* **GIVEN RECORDS**
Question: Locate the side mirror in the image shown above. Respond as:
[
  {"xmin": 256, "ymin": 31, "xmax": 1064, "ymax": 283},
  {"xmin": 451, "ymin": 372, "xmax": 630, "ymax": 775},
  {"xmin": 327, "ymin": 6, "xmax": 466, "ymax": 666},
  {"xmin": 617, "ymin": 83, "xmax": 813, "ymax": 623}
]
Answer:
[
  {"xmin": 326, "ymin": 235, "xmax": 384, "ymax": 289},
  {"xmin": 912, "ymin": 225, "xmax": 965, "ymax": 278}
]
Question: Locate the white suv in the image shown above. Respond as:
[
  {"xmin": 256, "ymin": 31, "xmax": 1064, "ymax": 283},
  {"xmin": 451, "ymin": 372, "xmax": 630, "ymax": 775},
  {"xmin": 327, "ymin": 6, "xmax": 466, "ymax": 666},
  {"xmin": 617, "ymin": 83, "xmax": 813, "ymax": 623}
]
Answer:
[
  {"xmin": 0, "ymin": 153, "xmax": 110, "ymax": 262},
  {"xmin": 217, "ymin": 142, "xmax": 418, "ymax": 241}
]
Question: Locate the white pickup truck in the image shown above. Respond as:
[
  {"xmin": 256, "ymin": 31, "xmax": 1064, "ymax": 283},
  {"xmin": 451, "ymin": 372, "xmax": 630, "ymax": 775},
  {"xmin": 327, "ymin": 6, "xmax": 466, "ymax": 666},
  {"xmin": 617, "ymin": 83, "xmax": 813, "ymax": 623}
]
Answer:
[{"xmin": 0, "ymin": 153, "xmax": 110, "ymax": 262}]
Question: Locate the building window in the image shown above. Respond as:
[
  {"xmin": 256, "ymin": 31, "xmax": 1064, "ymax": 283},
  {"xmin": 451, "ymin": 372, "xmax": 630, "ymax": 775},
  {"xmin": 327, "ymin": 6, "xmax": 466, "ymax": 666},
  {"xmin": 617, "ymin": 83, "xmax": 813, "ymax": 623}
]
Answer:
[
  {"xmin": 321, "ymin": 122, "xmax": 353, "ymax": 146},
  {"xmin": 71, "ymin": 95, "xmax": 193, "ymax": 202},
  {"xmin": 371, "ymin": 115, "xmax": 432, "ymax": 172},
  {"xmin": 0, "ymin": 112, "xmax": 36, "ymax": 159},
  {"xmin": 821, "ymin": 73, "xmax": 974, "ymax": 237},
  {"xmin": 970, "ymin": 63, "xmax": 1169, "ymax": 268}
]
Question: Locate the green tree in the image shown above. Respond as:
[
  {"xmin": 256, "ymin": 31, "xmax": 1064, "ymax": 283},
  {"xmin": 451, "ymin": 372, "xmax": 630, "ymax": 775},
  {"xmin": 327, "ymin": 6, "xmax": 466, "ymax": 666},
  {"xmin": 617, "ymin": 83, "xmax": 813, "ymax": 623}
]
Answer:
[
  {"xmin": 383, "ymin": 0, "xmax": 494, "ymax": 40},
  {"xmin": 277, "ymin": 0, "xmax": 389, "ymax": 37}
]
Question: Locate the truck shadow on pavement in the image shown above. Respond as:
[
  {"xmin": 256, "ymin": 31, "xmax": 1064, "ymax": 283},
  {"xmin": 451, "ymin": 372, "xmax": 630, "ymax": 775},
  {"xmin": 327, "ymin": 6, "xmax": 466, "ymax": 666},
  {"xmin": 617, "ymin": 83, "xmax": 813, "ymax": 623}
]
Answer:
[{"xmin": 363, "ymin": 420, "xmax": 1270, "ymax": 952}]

==

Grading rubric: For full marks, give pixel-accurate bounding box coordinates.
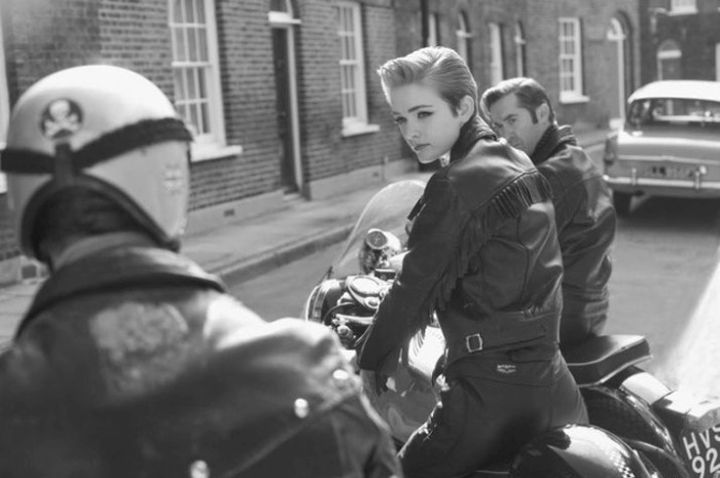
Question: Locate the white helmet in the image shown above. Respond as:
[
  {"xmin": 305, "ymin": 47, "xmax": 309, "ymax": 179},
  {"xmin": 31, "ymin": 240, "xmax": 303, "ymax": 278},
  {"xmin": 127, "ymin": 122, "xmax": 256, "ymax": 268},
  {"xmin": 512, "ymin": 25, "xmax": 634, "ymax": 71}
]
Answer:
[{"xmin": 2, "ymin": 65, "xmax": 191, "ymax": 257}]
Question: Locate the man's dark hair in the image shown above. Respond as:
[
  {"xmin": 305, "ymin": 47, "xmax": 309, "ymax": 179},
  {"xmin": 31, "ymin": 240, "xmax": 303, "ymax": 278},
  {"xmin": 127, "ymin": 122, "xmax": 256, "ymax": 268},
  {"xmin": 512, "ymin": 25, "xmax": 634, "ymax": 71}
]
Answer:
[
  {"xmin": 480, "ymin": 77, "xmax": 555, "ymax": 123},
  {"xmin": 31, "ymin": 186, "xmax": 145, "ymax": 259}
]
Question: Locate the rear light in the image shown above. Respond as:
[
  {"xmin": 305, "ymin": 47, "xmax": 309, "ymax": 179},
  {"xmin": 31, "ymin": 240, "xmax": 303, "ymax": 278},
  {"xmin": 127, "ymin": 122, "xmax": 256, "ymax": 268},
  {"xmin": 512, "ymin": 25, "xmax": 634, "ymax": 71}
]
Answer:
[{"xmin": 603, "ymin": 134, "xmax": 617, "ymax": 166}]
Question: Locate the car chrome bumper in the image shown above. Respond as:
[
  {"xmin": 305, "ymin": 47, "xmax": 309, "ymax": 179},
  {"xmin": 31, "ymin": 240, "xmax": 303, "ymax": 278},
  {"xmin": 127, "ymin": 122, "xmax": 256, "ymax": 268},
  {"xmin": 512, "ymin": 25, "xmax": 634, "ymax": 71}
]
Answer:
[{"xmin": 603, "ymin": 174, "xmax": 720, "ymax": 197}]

...

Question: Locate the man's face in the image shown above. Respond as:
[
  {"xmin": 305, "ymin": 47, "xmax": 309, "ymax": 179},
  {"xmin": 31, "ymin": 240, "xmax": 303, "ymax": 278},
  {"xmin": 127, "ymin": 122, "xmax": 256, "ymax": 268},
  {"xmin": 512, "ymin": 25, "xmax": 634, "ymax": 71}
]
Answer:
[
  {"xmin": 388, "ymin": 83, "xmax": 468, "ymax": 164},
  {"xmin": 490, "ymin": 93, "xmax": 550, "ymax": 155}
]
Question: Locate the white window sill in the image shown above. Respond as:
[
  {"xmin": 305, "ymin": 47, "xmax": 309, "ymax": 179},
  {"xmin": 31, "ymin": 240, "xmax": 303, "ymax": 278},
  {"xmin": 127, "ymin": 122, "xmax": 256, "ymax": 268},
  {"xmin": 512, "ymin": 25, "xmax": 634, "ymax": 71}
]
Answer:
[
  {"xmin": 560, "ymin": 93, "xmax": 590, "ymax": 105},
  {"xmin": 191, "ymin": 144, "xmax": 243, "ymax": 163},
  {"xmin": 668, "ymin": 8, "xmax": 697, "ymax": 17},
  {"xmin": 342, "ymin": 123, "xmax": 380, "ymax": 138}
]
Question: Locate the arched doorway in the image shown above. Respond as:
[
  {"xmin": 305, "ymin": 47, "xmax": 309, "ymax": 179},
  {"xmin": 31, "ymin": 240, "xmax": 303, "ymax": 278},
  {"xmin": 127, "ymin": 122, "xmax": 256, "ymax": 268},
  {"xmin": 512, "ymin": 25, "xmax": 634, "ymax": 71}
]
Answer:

* **STATED PROBLEM**
Please report every line in the items above that contains the string "white", copying each of those lines in full. Case counts.

* **SOLUTION TO THIS PROBLEM**
Question: Locate the white suv in the image shown above. Respond as:
Question: Locate the white pickup truck in the image shown above. Respond as:
Question: Locate the white helmet in the image shown above. Respond as:
Question: Locate the white window sill in the image shown above. Respond as:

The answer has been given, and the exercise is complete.